===== DATASET

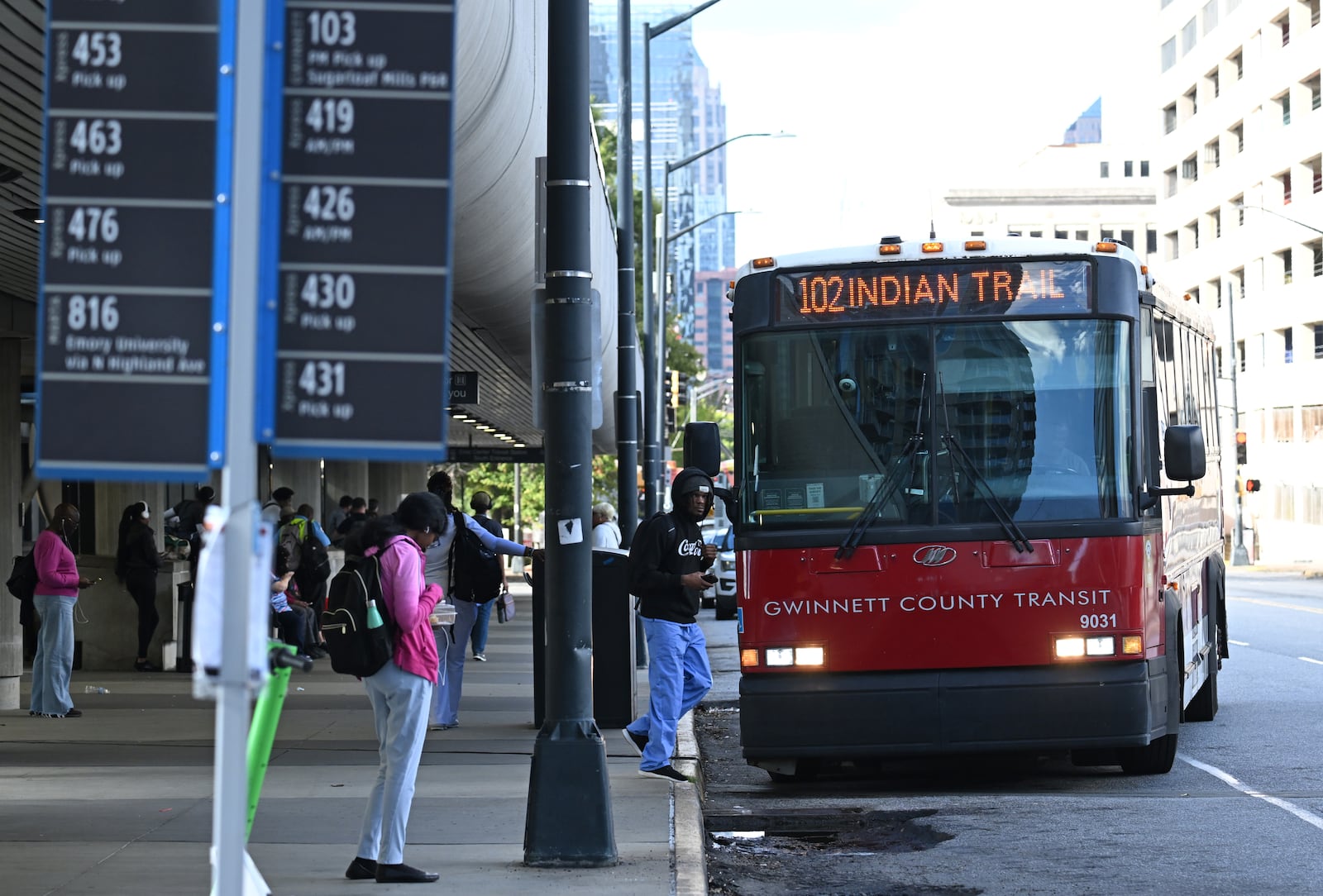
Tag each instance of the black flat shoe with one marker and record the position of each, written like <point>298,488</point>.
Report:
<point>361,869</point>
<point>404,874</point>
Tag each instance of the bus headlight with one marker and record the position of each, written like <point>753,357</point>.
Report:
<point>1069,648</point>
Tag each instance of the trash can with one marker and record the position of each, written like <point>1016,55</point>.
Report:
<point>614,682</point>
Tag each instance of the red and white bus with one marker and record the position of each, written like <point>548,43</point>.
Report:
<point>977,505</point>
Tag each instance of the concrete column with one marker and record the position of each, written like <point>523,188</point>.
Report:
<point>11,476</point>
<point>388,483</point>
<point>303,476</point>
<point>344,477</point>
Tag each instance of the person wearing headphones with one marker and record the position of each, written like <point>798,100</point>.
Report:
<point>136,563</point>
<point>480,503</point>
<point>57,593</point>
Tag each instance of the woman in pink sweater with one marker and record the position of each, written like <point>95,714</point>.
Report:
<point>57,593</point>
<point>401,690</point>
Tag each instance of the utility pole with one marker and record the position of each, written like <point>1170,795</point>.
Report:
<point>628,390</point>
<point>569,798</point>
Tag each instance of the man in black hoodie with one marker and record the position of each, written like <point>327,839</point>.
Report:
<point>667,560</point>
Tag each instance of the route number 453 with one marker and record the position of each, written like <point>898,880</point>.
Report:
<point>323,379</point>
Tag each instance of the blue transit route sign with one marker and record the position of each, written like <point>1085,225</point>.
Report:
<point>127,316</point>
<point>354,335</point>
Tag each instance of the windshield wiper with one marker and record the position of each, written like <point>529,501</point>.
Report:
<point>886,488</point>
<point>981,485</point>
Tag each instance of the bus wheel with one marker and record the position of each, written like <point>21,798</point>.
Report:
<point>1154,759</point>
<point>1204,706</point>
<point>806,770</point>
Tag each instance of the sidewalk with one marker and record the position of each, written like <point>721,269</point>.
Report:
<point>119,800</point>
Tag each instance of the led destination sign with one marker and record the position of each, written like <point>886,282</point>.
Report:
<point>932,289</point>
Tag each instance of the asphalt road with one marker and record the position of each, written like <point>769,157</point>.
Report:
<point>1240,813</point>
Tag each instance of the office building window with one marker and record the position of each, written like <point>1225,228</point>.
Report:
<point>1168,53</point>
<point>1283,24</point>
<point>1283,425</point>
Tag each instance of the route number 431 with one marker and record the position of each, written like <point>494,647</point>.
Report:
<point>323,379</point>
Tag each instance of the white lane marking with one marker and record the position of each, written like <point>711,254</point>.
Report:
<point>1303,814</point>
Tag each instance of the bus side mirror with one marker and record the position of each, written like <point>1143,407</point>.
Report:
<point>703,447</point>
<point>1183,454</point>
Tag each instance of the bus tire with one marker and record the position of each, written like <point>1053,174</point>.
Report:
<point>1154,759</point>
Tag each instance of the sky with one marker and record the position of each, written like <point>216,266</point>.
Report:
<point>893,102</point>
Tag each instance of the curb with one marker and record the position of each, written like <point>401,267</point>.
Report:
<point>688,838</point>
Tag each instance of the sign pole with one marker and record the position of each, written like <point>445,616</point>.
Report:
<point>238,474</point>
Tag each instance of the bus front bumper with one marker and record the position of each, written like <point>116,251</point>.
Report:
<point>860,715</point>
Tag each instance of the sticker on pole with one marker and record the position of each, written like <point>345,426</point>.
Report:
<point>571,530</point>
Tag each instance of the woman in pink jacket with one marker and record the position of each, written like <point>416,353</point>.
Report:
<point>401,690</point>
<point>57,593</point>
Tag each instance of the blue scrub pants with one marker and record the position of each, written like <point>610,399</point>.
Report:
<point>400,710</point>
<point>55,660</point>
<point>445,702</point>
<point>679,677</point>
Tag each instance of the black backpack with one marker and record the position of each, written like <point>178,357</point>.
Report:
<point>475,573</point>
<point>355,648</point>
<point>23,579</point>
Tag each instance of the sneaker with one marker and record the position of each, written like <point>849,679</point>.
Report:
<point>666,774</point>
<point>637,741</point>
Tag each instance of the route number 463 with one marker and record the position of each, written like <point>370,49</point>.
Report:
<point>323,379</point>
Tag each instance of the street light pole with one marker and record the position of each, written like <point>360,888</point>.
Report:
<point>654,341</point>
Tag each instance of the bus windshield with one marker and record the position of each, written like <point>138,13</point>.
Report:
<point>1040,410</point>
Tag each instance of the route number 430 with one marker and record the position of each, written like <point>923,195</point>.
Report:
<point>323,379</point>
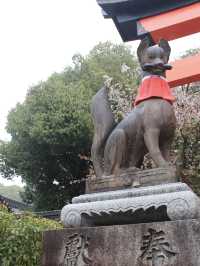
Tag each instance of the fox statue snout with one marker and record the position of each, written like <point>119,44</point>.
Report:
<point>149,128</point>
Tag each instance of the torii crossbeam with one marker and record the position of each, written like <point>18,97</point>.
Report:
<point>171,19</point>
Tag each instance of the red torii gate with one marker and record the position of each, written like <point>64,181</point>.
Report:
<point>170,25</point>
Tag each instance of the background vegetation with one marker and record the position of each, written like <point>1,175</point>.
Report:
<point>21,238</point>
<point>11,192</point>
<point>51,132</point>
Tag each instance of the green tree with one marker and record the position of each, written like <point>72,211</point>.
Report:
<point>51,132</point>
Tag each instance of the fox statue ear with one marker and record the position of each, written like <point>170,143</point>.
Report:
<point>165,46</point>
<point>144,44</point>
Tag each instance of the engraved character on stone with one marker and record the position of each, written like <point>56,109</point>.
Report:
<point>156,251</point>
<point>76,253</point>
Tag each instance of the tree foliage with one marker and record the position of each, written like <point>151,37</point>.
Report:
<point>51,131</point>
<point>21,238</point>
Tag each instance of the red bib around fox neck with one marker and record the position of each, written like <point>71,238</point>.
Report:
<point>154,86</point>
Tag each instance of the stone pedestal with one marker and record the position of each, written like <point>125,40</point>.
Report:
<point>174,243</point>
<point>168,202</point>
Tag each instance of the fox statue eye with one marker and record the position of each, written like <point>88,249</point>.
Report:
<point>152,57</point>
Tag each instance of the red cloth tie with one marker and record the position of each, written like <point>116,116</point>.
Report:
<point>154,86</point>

==========
===== DATASET

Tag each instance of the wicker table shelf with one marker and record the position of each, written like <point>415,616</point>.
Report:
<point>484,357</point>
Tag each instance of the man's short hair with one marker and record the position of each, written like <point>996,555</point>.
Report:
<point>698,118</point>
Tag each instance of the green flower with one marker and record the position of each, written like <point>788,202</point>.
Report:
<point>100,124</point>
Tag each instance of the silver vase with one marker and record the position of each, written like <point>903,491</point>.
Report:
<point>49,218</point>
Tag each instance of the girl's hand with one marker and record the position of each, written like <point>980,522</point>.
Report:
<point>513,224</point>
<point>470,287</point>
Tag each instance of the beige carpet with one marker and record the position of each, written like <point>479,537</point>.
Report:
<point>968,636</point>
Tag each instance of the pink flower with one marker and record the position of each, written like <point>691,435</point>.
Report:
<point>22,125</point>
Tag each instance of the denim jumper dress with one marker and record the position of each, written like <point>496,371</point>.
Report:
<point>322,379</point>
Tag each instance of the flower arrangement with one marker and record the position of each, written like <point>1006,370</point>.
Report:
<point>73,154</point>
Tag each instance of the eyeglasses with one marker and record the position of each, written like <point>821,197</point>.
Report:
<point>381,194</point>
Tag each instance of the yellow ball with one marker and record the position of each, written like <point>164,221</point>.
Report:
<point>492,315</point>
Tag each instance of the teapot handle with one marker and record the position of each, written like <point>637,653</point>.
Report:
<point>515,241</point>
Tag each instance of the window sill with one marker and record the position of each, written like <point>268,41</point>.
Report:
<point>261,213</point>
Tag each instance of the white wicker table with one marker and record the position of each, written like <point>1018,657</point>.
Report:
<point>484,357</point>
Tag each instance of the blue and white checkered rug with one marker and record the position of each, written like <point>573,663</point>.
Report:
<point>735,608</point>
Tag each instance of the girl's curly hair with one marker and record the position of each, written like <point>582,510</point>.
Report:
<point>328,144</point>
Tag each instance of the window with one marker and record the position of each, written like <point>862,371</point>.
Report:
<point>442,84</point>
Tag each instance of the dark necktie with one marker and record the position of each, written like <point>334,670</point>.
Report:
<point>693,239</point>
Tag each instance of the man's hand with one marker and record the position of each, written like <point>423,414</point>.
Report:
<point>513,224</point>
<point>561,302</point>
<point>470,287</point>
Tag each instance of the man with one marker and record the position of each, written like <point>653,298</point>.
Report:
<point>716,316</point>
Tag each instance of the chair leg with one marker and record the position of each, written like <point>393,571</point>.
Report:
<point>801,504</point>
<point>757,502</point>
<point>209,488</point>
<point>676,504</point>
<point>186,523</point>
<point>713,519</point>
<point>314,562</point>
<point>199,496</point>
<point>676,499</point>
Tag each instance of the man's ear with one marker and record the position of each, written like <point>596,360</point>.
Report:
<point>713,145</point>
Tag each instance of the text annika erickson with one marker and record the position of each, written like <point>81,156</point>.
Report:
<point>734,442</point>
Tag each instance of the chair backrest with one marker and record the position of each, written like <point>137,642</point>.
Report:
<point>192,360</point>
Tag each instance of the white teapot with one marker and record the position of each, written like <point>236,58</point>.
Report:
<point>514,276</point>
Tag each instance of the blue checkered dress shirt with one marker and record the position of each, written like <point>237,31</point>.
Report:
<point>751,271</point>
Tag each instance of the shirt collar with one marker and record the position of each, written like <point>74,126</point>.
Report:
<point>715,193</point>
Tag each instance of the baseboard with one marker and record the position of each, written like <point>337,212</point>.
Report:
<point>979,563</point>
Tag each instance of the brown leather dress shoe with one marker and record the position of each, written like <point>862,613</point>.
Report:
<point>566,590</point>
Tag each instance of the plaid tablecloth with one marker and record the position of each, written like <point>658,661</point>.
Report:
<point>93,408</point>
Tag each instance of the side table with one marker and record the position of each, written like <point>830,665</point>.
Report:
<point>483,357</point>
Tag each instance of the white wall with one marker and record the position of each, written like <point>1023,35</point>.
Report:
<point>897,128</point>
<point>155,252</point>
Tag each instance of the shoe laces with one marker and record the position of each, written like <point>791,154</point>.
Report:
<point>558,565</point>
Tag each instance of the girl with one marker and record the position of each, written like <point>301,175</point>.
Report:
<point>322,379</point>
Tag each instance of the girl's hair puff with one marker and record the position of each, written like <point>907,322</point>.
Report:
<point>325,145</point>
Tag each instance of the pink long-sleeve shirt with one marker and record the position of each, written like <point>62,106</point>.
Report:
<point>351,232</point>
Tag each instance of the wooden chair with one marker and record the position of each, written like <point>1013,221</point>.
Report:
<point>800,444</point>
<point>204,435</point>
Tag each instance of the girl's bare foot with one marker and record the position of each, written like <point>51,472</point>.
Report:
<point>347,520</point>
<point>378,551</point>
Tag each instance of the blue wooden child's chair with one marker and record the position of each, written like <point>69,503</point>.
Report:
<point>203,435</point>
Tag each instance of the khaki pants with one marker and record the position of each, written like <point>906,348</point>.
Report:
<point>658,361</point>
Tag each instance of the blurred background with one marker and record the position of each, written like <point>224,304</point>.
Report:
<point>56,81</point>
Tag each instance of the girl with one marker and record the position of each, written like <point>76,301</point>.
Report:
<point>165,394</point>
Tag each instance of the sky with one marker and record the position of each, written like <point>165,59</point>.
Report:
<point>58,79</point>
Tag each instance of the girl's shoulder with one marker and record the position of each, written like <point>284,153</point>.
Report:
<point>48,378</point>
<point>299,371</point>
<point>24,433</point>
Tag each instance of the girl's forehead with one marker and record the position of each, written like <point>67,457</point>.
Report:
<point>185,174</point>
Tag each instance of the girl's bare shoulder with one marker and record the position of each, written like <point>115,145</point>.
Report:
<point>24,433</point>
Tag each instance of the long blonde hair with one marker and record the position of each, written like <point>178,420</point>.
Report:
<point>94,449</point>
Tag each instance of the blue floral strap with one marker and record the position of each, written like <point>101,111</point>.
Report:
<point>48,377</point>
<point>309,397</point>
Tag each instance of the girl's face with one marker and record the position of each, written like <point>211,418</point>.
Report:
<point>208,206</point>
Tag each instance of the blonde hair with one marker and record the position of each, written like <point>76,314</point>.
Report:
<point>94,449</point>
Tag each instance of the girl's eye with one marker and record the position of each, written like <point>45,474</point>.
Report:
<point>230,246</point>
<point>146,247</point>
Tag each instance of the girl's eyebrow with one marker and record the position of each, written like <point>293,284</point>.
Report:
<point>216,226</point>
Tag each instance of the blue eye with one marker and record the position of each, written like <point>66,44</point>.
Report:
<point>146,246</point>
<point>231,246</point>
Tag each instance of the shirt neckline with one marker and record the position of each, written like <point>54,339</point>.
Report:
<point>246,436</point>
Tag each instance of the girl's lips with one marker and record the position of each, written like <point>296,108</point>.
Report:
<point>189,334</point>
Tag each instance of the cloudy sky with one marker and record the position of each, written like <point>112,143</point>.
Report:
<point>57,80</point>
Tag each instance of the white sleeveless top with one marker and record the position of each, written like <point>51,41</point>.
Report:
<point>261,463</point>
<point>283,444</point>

==========

TASK TO CARRY OUT =>
Copy out every line of the records above, from the line containing "Tag each instance of the black flat" down to the line containing "<point>977,505</point>", with both of those lines included.

SOLUTION TO THIS TASK =>
Tag each instance of the black flat shoe with one marker and record the position of each, written like <point>298,488</point>.
Report:
<point>361,869</point>
<point>404,874</point>
Tag each instance of the bus headlight with one marker and record the position of each, written like <point>753,357</point>.
Report:
<point>1069,648</point>
Tag each instance of the trash can with one marker and record the position of each, written like <point>1016,55</point>.
Report:
<point>614,682</point>
Tag each instance of the red and white bus with one marker and record the position of each, written like <point>548,43</point>.
Report:
<point>977,505</point>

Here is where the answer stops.